━━━ Supplied records

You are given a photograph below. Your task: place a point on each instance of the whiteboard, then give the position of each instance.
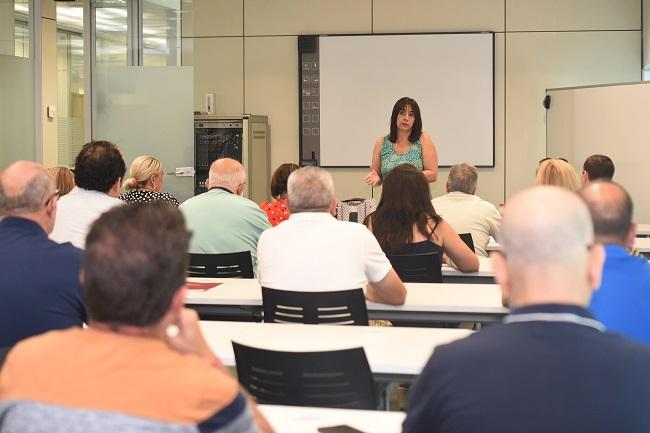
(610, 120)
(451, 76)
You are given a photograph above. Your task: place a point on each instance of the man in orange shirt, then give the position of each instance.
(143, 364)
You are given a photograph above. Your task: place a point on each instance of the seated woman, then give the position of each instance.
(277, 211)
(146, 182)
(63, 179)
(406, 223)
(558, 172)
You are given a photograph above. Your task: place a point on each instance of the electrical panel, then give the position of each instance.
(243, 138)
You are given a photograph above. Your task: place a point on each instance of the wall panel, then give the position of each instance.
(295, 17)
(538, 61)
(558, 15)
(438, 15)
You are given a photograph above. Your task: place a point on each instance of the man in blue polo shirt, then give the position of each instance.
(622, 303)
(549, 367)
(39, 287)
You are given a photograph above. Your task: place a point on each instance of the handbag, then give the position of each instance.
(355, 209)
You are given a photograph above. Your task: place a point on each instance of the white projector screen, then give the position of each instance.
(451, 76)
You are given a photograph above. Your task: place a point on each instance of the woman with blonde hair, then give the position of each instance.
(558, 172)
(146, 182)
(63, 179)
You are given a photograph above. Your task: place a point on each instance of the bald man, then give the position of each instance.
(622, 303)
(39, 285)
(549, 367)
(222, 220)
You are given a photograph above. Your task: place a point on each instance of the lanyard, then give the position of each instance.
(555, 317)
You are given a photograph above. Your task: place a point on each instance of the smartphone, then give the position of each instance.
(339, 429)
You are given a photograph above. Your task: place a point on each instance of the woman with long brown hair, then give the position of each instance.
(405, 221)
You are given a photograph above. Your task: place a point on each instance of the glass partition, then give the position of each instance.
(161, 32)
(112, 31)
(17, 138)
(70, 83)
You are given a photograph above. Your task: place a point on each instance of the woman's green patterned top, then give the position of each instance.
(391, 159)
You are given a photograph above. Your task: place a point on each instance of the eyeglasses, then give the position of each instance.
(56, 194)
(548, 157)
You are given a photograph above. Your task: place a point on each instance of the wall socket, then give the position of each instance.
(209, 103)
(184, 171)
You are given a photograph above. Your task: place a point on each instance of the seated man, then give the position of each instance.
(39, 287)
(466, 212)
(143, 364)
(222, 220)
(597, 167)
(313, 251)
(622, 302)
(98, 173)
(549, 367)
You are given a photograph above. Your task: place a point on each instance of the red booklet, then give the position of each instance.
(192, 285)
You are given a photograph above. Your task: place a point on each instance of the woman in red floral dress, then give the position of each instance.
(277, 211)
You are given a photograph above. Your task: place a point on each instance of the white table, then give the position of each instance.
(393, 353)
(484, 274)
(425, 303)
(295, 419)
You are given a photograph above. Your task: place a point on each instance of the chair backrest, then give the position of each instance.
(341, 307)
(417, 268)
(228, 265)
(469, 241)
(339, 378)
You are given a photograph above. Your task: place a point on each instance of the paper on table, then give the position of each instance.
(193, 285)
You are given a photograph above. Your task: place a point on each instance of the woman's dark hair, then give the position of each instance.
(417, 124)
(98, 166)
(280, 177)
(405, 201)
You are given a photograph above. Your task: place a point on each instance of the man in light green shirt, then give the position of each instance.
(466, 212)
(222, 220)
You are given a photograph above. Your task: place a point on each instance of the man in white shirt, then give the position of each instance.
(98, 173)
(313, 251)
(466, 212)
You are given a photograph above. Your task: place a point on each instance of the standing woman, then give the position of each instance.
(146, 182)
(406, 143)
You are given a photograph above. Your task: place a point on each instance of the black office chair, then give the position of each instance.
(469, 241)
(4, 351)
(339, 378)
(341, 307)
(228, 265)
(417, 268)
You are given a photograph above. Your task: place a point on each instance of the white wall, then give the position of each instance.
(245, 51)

━━━━━━
━━━ Supplied records

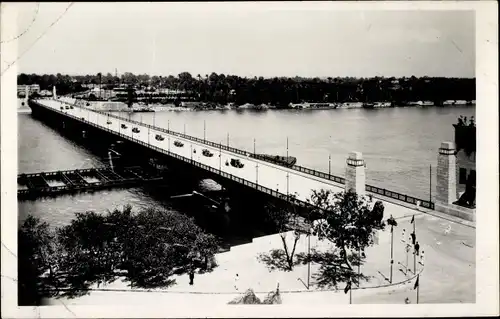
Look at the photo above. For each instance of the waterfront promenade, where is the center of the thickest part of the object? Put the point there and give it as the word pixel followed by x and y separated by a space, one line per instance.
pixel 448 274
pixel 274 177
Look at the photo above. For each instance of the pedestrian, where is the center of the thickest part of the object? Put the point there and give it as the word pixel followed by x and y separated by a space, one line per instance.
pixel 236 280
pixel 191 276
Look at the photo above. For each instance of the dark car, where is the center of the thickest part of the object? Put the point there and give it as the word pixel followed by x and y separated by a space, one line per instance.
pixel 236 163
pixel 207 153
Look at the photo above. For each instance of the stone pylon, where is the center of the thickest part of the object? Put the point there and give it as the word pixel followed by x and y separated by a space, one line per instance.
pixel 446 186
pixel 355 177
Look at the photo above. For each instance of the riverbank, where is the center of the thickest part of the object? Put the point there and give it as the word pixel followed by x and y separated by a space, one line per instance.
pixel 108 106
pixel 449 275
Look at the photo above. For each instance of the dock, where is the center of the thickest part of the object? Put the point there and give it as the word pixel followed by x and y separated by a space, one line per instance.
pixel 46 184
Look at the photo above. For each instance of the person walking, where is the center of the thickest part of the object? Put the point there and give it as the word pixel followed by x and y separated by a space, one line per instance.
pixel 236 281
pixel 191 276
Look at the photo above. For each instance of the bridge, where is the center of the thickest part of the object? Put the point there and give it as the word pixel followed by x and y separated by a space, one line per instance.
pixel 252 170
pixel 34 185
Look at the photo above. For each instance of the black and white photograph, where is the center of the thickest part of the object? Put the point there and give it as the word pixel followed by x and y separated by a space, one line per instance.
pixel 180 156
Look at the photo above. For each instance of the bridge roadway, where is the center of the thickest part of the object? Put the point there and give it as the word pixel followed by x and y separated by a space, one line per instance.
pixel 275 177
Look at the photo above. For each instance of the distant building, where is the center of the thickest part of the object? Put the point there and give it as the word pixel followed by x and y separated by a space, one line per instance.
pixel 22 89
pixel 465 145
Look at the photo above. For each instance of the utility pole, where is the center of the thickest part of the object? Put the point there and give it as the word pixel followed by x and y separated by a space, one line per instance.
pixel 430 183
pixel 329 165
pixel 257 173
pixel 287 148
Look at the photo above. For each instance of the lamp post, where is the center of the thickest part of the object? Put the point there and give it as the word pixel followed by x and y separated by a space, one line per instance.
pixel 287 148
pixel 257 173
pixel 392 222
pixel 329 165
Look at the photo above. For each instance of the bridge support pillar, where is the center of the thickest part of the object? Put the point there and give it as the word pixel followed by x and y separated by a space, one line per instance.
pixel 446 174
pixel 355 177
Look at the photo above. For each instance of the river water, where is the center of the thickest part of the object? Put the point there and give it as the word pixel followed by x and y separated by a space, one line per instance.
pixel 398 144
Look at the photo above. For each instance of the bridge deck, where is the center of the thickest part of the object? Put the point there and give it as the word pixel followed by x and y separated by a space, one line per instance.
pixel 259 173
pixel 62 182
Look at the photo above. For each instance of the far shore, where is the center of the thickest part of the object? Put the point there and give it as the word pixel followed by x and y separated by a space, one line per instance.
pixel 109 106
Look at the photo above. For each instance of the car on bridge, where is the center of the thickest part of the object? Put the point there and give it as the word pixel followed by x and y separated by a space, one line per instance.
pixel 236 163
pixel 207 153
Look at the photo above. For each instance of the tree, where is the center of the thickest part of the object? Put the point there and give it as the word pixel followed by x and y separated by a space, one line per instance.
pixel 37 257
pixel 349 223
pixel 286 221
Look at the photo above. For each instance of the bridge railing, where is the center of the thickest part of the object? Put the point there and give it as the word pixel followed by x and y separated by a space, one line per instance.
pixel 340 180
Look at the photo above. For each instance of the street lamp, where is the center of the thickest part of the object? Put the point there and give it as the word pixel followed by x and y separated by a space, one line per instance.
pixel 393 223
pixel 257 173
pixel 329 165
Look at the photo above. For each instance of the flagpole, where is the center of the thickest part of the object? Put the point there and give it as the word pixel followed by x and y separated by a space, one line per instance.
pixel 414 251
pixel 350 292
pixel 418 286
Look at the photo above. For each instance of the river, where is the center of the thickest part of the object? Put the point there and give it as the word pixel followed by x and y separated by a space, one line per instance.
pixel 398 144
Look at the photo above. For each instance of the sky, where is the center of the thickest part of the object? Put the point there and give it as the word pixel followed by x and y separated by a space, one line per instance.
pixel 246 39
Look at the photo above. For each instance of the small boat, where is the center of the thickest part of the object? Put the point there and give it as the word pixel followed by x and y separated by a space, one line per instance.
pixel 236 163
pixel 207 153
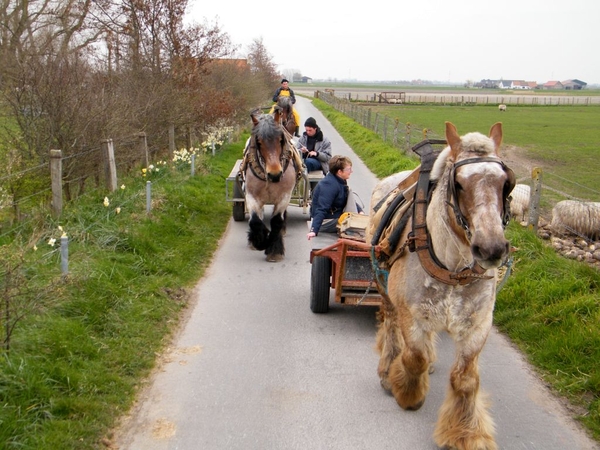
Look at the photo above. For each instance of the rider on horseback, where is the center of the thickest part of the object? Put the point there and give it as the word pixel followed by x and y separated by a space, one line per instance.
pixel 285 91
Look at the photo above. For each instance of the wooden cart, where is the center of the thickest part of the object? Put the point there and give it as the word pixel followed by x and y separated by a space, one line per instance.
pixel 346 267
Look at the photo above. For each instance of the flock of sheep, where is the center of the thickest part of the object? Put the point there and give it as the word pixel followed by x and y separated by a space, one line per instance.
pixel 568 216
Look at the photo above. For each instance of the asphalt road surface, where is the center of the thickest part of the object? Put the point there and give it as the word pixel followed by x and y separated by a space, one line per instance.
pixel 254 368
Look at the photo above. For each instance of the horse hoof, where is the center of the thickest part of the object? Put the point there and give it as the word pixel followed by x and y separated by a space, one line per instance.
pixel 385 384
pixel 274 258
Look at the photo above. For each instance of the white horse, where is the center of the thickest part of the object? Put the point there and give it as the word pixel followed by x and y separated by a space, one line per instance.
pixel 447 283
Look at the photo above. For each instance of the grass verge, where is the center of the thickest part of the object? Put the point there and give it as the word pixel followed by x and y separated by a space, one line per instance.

━━━━━━
━━━ Supplied records

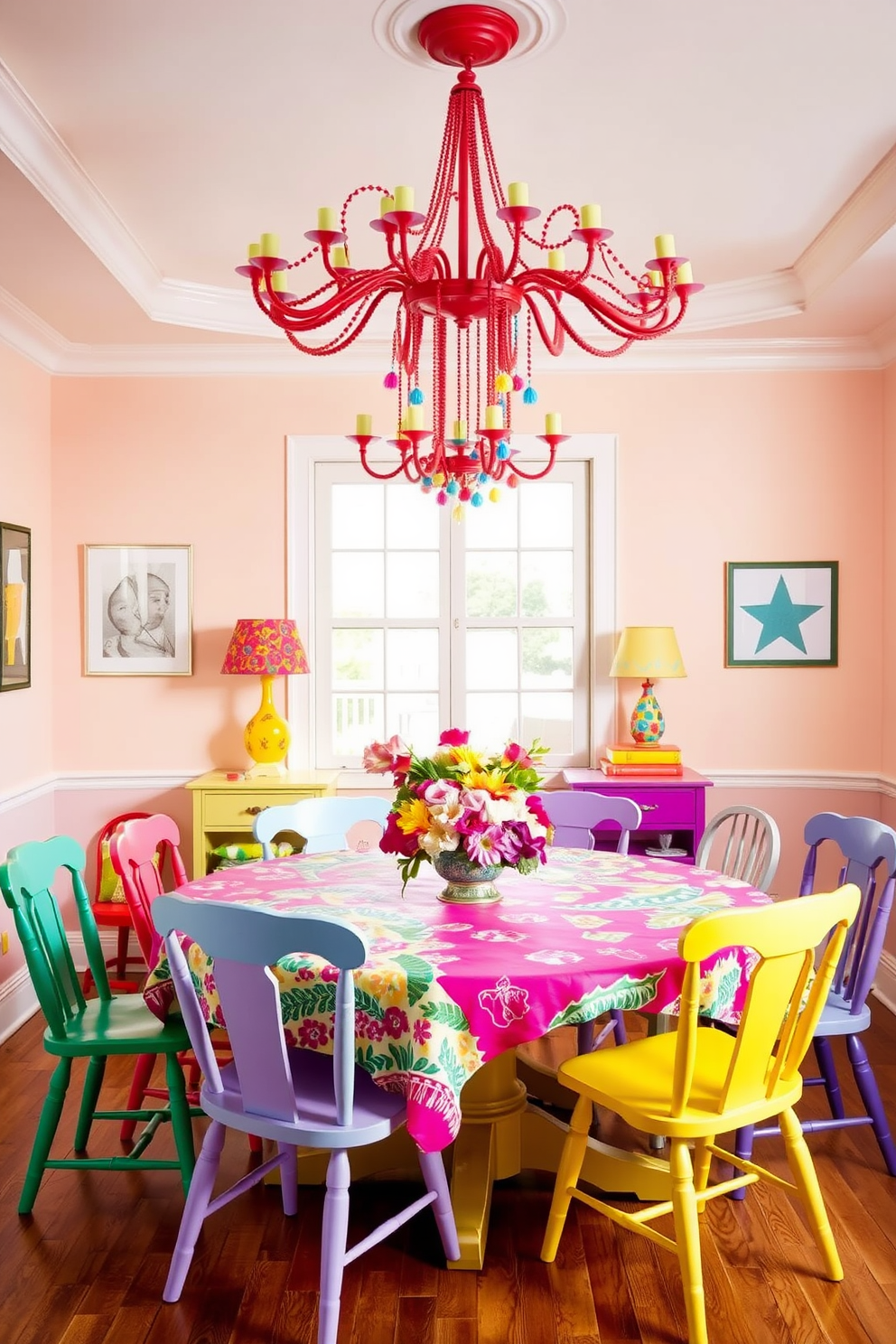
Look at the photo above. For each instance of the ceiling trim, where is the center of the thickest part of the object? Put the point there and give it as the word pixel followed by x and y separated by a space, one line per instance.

━━━━━━

Aim of the task: Copy verbatim, from the listing above, each line from the one containing "Look at the photo above. For each instance of the wooden" down to the one containing "Look at the photo above. For each instance of the grass", inclusive.

Answer below:
Look at the photo above. For each instance of the wooden cart, where is the center of the thickest part of the object? Put the point there and give it as the word pixel followed by x and y separated by a space, one line per instance.
pixel 346 267
Look at the photo above. For each instance of the flock of sheep, where is the center of the thickest part of the object? Put the point there and give it as the word pixel followed by x and y separated by a space, one line per instance.
pixel 568 216
Look at the photo above. For each instance of the asphalt road surface, where is the center of the thickest part of the object? Put the point there and give it as the word pixel followed by x and y separated by a space, one line per instance.
pixel 254 368
Look at the photo above. For each instance of the horse hoof, where is the center of the thickest part of the object? Put the point there and give it as the word pixel followed by x and y separated by a space, one line per instance.
pixel 385 384
pixel 274 258
Look at the photo above. For each instance of the white horse, where is the center of the thickest part of the object? Put the point there and give it as the word pixel followed by x and y separated by a space, one line per instance.
pixel 447 283
Look at the photo above. For each instance of the grass verge, where is the center of the thickest part of the object? Put the point there and give it as the word pixel followed by x and y separated by a space, one line per instance.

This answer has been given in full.